■ **Gestellte Aufgaben**
a) Von welcher auf welche Zahl ist die Anzahl der Kontrollpunkte laut dem Textauszug zum Westjordanland zurückgegangen?
b) Geben Sie im Textauszug zum Westjordanland alles von „In den letzten“ bis hinab zu „Knospen der Hoffnung.“ erneut wieder und ändern Sie dabei „Kontrollpunkte“ in „Checkpoints“.

In den letzten zwölf Monaten, insbesondere seit Netanjahu Ministerpräsident ist, hat sich im Westjordanland eine stille Revolution vollzogen. Die Zahl der Kontrollpunkte ist von 40 auf 14 zurückgegangen. Die Wachstumsrate ist dramatisch gestiegen und steht derzeit bei 7% im Jahr. Die palästinensischen Sicherheitskräfte erstarken, und so auch das palästinensische Unternehmertum und die politische Mäßigung. Insofern beweist sich Netanjahus Ansatz von selbst. Nach einem Jahrzehnt der Verzweiflung zeigen sich in der palästinensischen Gesellschaft erste Knospen der Hoffnung.
Allerdings ist es dem israelischen Ministerpräsidenten nicht gelungen, seinem Erfolg zum Durchbruch zu verhelfen. Er hat seinen pragmatischen Ansatz nicht in einen umfassenden politischen Plan verwandelt. Sein großer Fehler bestand darin, dass er im Oval Office keine alternative Vision präsentiert hat, die das Herz des US-Präsidenten hätte gewinnen können. So beharrt Obama auf seiner Position: Er versucht, veraltete Ideen, die über 15 Jahre wieder und wieder gescheitert sind, voranzubringen. Und so beharrt Netanjahu auf seiner Position: Hartnäckig und frustriert wird er abermals als Zurückweiser des Friedens empfunden.
Es ist bereits Ende Juli. Sollte der Streit in der Siedlungsfrage nicht bald beigelegt werden, werden sich Israel und die USA in eine überflüssige Auseinandersetzung verstricken. Wenn die Vereinigten Staaten einen von der Realität abgekoppelten politischen Weg einschlagen, wird eine günstige Gelegenheit verpasst werden. Daher müssen Obama und Netanjahu miteinander in direkter und intimer Art und Weise ins Gespräch kommen. Vielleicht sollten sie sogar die Sommerferien nutzen, um ein ehrliches, tief greifendes und versöhnliches Treffen abzuhalten. Letztendlich sind Obama und Netanjahu ein Gespann, ohne das im Nahen Osten nichts Gutes geschehen wird. Ihre Beziehung ist unser aller Zukunft.

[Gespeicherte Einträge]
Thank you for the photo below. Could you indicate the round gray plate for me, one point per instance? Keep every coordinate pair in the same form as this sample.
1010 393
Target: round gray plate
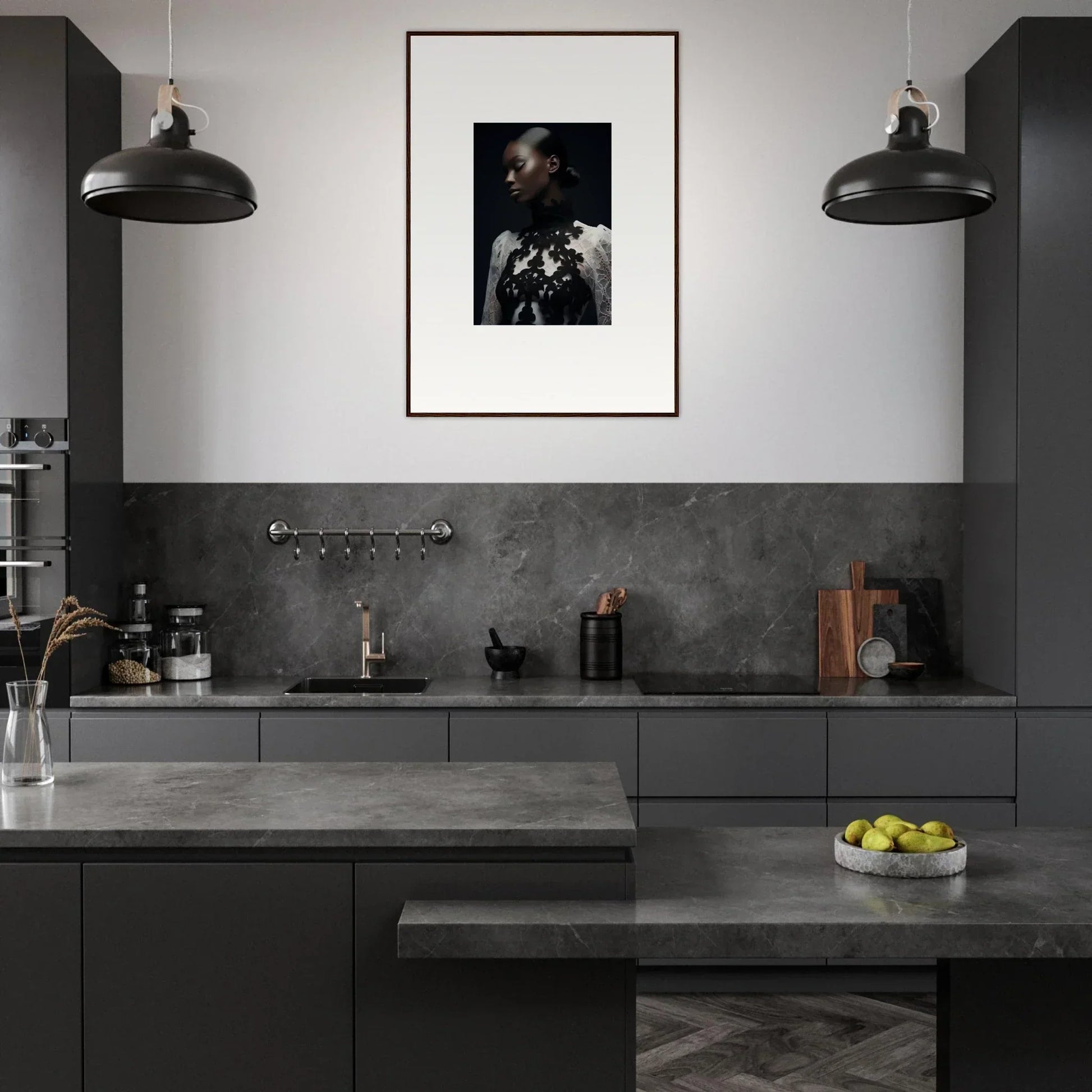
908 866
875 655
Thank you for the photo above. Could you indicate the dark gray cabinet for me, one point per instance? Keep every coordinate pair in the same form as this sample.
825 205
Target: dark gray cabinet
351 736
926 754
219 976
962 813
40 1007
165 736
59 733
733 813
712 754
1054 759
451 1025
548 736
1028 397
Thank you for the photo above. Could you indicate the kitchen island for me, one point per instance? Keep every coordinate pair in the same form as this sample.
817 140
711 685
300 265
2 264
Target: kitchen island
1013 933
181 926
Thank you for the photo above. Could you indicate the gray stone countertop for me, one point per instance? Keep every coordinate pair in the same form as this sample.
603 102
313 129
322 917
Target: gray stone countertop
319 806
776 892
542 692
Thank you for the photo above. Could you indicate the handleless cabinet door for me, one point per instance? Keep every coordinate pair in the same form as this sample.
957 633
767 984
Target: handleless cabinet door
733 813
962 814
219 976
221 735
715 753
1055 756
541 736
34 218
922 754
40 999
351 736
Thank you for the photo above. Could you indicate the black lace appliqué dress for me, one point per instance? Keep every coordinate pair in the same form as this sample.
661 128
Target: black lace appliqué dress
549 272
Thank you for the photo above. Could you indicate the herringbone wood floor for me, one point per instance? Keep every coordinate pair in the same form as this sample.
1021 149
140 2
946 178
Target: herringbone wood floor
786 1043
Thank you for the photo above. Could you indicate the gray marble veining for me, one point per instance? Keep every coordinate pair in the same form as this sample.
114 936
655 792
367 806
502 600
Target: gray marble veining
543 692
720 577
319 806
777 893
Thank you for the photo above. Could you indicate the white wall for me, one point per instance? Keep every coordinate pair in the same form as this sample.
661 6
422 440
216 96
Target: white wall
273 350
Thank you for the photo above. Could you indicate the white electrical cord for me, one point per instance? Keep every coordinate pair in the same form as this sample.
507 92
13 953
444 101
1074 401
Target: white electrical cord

■ **Lösungen der Aufgaben**
a) Von 40 auf 14.

b)
In den letzten zwölf Monaten, insbesondere seit Netanjahu Ministerpräsident ist, hat sich im Westjordanland eine stille Revolution vollzogen. Die Zahl der Checkpoints ist von 40 auf 14 zurückgegangen. Die Wachstumsrate ist dramatisch gestiegen und steht derzeit bei 7% im Jahr. Die palästinensischen Sicherheitskräfte erstarken, und so auch das palästinensische Unternehmertum und die politische Mäßigung. Insofern beweist sich Netanjahus Ansatz von selbst. Nach einem Jahrzehnt der Verzweiflung zeigen sich in der palästinensischen Gesellschaft erste Knospen der Hoffnung.